Given exercise: Convert the records in the part that opens with the line containing "car trolley, given" and closes with the line containing "[[517, 140], [153, 269], [292, 287], [430, 106], [50, 232]]" into a two-column CSV with the headers "text" and "answer". Give one row per record, and put each value in a single quoted field with its line breaks replaced by spaces.

Dataset content:
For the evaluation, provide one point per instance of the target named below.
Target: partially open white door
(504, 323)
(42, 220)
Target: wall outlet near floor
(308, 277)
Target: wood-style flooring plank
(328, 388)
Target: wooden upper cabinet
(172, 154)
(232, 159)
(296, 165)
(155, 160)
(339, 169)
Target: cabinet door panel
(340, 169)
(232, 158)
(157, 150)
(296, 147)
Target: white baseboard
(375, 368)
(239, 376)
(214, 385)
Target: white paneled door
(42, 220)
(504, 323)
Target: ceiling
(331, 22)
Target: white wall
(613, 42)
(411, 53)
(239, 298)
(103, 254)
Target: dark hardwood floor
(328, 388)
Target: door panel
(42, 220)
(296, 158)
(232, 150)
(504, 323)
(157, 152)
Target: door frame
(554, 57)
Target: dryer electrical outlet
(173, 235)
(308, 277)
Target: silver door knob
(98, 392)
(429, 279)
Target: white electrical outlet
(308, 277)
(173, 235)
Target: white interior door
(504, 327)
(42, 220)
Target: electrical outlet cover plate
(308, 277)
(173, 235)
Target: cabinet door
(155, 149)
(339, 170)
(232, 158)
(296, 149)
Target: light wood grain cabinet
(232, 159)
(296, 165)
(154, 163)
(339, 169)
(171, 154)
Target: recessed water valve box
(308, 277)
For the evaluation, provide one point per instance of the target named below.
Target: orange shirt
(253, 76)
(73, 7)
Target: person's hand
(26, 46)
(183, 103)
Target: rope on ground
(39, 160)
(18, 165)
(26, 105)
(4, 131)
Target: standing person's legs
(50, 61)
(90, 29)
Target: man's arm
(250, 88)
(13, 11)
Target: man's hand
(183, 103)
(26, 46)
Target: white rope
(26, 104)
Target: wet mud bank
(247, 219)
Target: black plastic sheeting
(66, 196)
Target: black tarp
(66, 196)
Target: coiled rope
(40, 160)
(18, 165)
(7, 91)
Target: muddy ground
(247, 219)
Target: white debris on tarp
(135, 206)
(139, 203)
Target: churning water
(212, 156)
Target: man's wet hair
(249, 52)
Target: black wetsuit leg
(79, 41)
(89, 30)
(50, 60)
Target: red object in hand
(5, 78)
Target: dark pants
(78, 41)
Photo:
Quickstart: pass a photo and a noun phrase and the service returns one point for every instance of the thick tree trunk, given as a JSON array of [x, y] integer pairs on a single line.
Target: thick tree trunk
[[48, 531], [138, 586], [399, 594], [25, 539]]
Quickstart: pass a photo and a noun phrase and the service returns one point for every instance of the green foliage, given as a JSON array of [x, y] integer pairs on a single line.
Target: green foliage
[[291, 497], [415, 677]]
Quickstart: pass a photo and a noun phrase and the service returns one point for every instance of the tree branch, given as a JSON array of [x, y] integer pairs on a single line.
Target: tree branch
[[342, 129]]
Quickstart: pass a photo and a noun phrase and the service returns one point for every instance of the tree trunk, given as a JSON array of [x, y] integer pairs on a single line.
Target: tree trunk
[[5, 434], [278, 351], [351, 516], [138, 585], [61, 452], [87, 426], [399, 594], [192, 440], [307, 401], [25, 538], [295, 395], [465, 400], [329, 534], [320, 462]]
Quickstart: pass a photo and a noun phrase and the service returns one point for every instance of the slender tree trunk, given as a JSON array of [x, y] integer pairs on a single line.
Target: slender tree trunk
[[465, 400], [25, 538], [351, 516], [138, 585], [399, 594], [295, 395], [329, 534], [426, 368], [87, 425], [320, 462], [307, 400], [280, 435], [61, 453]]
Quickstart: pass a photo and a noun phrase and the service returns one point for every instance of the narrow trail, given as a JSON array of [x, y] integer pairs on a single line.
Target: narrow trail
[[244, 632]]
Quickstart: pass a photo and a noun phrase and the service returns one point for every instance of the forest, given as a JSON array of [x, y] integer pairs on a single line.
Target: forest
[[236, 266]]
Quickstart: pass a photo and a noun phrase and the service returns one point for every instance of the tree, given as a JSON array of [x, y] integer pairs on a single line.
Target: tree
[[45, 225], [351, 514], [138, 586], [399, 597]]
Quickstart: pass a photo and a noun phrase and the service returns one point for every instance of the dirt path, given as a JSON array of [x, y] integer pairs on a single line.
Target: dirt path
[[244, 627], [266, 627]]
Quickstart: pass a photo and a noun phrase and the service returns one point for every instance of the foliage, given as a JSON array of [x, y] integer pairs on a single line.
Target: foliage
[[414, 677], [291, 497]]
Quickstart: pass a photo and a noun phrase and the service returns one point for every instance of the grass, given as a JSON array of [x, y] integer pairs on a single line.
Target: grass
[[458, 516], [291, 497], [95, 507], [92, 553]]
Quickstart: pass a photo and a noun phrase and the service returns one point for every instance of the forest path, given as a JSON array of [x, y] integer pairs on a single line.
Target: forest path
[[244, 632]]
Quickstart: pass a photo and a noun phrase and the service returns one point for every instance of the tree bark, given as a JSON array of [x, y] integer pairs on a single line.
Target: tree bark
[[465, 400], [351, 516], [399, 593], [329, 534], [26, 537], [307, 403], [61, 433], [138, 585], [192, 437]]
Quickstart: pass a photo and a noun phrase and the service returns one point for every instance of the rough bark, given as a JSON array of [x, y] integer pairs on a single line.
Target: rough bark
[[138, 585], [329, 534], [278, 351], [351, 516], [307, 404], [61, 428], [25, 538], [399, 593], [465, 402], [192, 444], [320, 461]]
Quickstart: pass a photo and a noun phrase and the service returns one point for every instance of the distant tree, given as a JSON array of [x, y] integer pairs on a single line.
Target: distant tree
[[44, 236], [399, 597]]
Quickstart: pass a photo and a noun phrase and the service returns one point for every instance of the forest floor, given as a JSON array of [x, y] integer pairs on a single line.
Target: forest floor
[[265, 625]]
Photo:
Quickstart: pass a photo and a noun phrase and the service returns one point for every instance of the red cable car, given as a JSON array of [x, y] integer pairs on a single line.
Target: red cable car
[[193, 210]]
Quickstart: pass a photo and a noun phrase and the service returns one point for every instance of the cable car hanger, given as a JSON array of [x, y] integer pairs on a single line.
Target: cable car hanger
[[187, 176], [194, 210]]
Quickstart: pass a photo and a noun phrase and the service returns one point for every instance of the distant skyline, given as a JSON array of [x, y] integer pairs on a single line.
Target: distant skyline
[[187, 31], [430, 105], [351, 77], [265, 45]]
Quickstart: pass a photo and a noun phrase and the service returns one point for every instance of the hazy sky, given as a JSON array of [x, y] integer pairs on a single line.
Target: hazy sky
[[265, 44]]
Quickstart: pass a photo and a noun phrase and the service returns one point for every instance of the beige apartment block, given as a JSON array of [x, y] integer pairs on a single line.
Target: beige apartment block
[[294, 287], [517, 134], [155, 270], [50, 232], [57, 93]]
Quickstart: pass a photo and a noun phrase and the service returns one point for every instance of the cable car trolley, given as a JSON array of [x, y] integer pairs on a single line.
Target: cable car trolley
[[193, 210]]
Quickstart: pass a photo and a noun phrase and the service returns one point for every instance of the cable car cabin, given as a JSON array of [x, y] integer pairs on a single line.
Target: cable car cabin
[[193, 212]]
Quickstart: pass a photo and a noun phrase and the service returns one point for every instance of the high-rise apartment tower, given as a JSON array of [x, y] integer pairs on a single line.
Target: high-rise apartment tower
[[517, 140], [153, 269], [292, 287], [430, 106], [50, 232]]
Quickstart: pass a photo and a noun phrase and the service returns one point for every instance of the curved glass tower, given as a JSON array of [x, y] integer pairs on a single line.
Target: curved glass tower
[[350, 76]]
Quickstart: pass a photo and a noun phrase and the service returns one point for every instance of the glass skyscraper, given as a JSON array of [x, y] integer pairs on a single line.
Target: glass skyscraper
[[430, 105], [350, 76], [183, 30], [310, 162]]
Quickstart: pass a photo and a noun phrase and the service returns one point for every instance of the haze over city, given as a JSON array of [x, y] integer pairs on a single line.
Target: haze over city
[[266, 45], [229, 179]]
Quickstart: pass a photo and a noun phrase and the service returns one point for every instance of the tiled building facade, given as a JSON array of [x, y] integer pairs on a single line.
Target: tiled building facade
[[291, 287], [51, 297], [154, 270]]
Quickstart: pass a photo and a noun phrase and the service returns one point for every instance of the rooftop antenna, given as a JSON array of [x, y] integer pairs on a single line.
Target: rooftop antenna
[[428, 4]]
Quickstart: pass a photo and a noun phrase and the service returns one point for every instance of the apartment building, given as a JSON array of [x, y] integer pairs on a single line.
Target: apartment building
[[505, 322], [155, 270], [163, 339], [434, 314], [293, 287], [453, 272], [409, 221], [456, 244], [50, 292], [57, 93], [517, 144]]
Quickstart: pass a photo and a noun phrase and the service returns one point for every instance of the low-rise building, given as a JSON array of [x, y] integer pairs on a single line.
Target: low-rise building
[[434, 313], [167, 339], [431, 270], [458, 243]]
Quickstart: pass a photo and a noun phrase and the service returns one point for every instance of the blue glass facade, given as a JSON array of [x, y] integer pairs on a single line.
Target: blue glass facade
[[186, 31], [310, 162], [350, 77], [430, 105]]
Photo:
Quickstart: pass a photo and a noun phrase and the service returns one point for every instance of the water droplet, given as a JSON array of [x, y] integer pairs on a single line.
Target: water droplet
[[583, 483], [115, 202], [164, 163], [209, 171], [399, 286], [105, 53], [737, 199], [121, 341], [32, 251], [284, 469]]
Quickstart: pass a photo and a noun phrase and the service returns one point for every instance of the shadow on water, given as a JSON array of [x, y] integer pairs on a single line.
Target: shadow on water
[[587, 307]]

The reply:
text,answer
"Quickstart: pass a photo and a noun phrase and the service returns one point for every instance of the cable car trolley, given as a JSON array of [x, y] integer pairs on a single line. Target: cable car trolley","[[193, 210]]"
"Quickstart: pass a photo and a noun phrase and the service returns one point for every instance of the cable car cabin, given as a JSON array of [x, y] integer pairs on a single line. Target: cable car cabin","[[193, 212]]"
"Quickstart: pass a photo and a noun phrase and the service returns one point for every instance of the high-rise apartment tower, given as a JSON array of [x, y] integer pairs on a single line. Target: high-rise apartment tower","[[517, 140], [153, 269], [292, 287], [430, 106], [50, 232]]"